WORK INSTRUCTIONS
Reproduce only the lines beginning at the one that has "Could you point out the pink top" and stopping after the one that has "column 292, row 219", replacing "tweed" with "knit" and leaving everything else in those items unchanged.

DATA SECTION
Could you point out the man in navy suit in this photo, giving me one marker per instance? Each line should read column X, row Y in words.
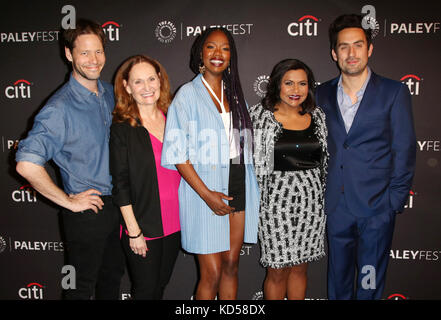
column 372, row 148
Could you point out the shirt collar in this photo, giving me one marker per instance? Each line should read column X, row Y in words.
column 82, row 91
column 363, row 87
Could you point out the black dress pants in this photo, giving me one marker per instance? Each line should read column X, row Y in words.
column 94, row 249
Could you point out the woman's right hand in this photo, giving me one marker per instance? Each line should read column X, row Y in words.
column 214, row 200
column 139, row 246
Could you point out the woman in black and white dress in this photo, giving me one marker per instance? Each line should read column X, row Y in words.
column 290, row 155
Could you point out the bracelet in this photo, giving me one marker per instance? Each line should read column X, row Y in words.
column 140, row 233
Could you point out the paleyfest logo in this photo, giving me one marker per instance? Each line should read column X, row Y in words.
column 33, row 291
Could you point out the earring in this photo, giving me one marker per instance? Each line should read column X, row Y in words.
column 201, row 68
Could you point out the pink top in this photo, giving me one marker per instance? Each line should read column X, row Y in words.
column 168, row 184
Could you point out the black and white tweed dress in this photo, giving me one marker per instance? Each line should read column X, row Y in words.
column 292, row 219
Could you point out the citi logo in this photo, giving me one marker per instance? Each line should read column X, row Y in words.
column 32, row 291
column 410, row 200
column 413, row 83
column 21, row 89
column 25, row 194
column 111, row 29
column 396, row 296
column 305, row 26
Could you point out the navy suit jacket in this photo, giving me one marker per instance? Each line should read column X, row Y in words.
column 373, row 164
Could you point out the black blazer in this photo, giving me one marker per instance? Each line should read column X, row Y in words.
column 134, row 179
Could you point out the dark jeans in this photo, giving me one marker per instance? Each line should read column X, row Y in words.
column 93, row 247
column 150, row 275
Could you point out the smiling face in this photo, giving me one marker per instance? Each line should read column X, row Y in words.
column 87, row 57
column 294, row 88
column 216, row 53
column 143, row 84
column 352, row 51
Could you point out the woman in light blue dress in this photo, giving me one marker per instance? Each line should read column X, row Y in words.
column 208, row 138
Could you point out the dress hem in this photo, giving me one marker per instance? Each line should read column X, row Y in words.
column 279, row 265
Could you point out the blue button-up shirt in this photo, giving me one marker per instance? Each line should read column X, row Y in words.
column 73, row 129
column 347, row 109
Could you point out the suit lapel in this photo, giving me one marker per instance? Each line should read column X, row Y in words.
column 366, row 103
column 335, row 110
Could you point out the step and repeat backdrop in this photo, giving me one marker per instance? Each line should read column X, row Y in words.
column 406, row 48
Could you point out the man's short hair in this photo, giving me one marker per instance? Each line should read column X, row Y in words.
column 347, row 21
column 83, row 26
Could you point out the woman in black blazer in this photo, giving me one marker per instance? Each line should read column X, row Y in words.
column 146, row 193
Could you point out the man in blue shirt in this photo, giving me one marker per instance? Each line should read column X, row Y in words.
column 73, row 130
column 372, row 149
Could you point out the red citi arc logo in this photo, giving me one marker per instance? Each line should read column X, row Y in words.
column 33, row 290
column 305, row 26
column 20, row 89
column 413, row 83
column 111, row 29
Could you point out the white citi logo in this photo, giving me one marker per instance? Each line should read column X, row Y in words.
column 305, row 26
column 111, row 29
column 165, row 32
column 24, row 194
column 260, row 85
column 20, row 89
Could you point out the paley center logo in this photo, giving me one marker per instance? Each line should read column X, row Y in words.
column 20, row 89
column 260, row 85
column 165, row 32
column 32, row 291
column 111, row 29
column 305, row 26
column 24, row 194
column 413, row 83
column 414, row 27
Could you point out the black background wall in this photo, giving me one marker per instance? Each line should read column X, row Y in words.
column 406, row 48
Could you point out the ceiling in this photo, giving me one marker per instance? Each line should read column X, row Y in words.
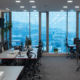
column 41, row 5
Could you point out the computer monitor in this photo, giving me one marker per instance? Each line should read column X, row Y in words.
column 76, row 40
column 22, row 46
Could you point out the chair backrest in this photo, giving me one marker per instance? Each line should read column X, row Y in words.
column 76, row 40
column 0, row 47
column 39, row 53
column 6, row 45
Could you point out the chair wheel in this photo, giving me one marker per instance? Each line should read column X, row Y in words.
column 39, row 77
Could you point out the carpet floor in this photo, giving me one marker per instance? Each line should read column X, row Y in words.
column 59, row 68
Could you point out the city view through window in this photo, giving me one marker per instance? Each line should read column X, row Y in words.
column 25, row 25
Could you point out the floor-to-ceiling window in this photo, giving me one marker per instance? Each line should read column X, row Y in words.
column 28, row 22
column 6, row 20
column 43, row 30
column 57, row 31
column 79, row 27
column 71, row 27
column 20, row 29
column 34, row 27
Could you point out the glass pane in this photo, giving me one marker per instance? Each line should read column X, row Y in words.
column 20, row 29
column 57, row 31
column 79, row 25
column 8, row 30
column 4, row 26
column 71, row 27
column 34, row 27
column 43, row 29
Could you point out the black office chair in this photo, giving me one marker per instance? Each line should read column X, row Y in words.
column 72, row 51
column 5, row 45
column 29, row 67
column 78, row 52
column 76, row 40
column 0, row 47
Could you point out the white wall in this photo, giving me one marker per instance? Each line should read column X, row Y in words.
column 0, row 28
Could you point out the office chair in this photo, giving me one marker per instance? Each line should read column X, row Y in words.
column 72, row 51
column 78, row 52
column 76, row 40
column 29, row 67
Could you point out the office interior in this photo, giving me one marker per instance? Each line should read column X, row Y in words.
column 50, row 25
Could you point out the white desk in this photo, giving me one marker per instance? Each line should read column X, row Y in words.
column 11, row 72
column 4, row 54
column 26, row 57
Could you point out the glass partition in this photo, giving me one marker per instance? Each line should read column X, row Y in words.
column 71, row 27
column 20, row 29
column 57, row 31
column 43, row 30
column 34, row 27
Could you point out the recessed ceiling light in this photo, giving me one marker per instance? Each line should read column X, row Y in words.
column 62, row 10
column 76, row 6
column 17, row 1
column 21, row 6
column 32, row 1
column 69, row 1
column 24, row 10
column 65, row 7
column 7, row 9
column 33, row 6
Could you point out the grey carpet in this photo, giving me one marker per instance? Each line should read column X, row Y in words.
column 59, row 68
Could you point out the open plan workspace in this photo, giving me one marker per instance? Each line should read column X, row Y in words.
column 39, row 39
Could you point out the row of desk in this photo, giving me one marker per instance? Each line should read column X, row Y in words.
column 12, row 72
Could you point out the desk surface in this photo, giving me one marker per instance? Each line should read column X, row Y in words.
column 11, row 72
column 3, row 55
column 34, row 56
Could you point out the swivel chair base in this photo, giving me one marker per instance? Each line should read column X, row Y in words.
column 72, row 56
column 78, row 68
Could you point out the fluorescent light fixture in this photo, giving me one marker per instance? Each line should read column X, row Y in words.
column 65, row 6
column 17, row 1
column 7, row 9
column 69, row 1
column 24, row 10
column 21, row 6
column 62, row 10
column 32, row 1
column 76, row 6
column 33, row 6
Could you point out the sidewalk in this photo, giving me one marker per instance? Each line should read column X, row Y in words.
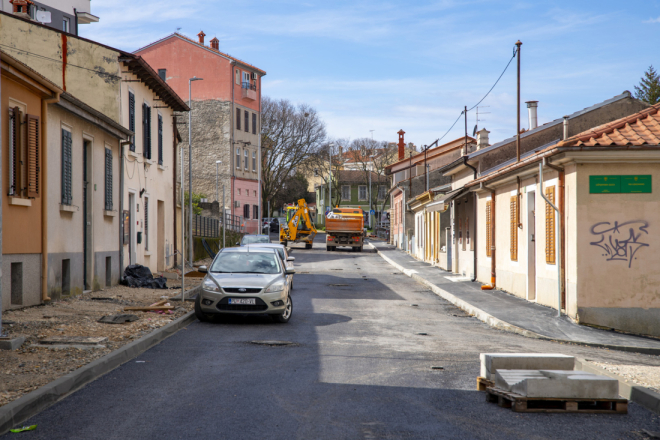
column 507, row 312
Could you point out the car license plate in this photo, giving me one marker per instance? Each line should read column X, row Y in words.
column 243, row 301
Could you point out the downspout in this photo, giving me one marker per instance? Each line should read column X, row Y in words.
column 562, row 254
column 493, row 252
column 474, row 205
column 44, row 195
column 559, row 250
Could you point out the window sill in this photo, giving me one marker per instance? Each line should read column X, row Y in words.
column 18, row 201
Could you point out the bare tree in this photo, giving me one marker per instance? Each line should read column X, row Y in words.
column 290, row 134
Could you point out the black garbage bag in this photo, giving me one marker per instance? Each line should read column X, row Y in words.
column 137, row 275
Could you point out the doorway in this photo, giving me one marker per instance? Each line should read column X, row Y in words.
column 531, row 247
column 87, row 216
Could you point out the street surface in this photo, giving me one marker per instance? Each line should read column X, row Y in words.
column 356, row 369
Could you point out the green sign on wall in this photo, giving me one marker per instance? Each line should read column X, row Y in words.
column 620, row 184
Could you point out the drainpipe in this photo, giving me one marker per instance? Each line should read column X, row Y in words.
column 493, row 253
column 559, row 250
column 561, row 225
column 44, row 194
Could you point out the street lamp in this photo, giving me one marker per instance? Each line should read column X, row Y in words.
column 194, row 78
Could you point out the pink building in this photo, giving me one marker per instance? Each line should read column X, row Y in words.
column 225, row 109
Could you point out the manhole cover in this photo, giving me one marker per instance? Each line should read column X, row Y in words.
column 272, row 343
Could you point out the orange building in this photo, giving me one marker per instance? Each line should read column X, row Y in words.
column 226, row 118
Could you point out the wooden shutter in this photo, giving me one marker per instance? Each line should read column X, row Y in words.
column 489, row 230
column 108, row 179
column 131, row 118
column 514, row 228
column 33, row 154
column 550, row 226
column 66, row 167
column 14, row 142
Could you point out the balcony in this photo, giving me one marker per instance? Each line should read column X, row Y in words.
column 249, row 90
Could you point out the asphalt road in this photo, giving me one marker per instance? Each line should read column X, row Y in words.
column 356, row 369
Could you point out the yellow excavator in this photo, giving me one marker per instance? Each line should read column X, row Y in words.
column 298, row 227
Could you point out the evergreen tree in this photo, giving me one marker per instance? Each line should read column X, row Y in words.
column 649, row 87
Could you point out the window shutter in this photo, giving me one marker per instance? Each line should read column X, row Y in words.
column 33, row 154
column 550, row 226
column 66, row 168
column 131, row 118
column 108, row 179
column 160, row 140
column 489, row 230
column 514, row 228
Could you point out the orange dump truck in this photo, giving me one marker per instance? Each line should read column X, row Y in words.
column 344, row 227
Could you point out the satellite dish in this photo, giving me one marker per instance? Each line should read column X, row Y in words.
column 43, row 16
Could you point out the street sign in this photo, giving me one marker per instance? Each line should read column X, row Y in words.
column 636, row 184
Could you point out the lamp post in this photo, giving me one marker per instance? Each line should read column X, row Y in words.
column 190, row 254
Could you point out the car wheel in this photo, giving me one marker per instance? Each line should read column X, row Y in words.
column 284, row 317
column 203, row 317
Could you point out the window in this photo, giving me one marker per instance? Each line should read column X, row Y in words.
column 550, row 227
column 489, row 228
column 346, row 192
column 514, row 228
column 108, row 179
column 362, row 192
column 146, row 223
column 146, row 130
column 382, row 192
column 131, row 117
column 66, row 167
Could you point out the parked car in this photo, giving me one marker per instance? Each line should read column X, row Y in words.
column 282, row 252
column 245, row 280
column 254, row 238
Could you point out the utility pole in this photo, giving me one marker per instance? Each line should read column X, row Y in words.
column 518, row 43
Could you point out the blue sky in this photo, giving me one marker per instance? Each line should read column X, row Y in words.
column 383, row 65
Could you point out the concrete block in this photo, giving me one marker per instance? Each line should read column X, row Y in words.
column 557, row 384
column 11, row 344
column 491, row 362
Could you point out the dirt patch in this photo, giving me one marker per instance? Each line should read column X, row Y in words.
column 30, row 367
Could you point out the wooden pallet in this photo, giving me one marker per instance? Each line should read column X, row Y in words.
column 520, row 403
column 483, row 383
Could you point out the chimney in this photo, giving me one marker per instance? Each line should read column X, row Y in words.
column 402, row 145
column 482, row 139
column 531, row 111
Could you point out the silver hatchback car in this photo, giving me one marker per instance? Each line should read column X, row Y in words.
column 246, row 280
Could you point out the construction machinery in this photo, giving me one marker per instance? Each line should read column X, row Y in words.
column 298, row 227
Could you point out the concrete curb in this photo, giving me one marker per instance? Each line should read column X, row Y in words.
column 638, row 394
column 503, row 325
column 20, row 410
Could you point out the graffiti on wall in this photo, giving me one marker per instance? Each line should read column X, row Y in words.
column 620, row 241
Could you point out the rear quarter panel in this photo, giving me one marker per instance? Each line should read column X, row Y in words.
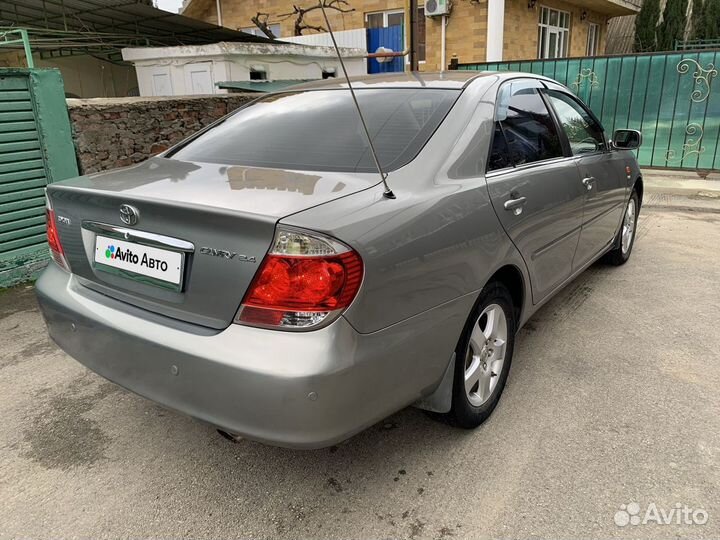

TASK ANSWER
Could you point out the pink top in this photo, giving me one marker per instance? Each line should read column X, row Y in words.
column 168, row 184
Could you point out the black and white knit dress in this photo, giving me one marker per instance? Each line should read column X, row Y in words.
column 292, row 219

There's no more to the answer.